▶ **Exercise**: Please give, word for word, the line containing "single pin each" and every line that comes after it in the data below.

Segment Start: Data under study

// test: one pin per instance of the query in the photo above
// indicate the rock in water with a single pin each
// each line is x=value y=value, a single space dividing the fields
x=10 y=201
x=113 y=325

Segment End: Data under study

▶ **Response box**:
// indicate the rock in water with a single pin each
// each line is x=value y=value, a single space dividing the fields
x=10 y=201
x=113 y=325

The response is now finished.